Entries from a pointing dataset
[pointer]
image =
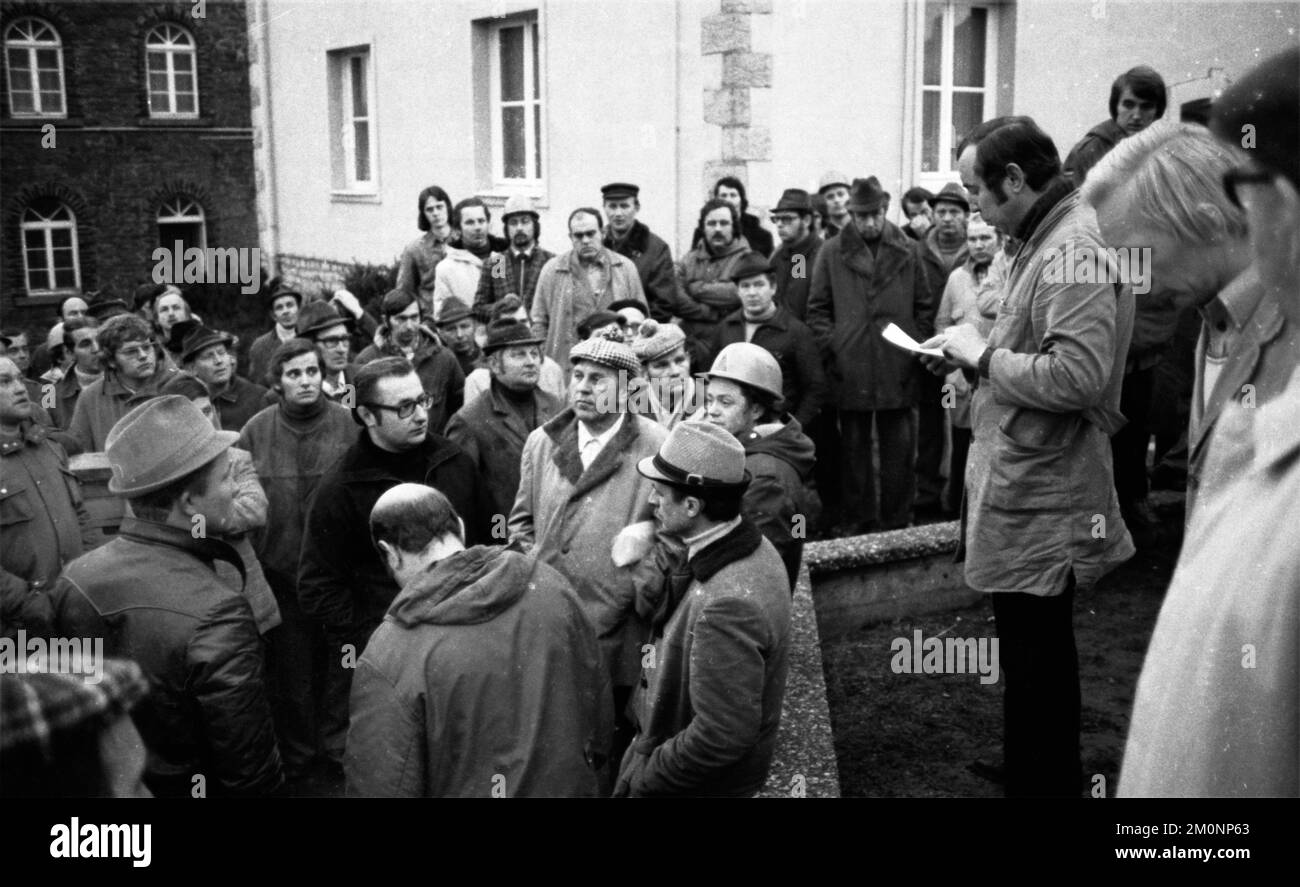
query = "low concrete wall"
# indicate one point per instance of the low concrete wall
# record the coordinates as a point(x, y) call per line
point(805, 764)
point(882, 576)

Objective
Please quote every line of the rows above word for word, omitting the pictures.

Task response
[pointer]
image =
query = "low concrete wall"
# indicate one point per instance of the low concrete wall
# record the coordinates as a point(x, y) call per line
point(805, 764)
point(882, 576)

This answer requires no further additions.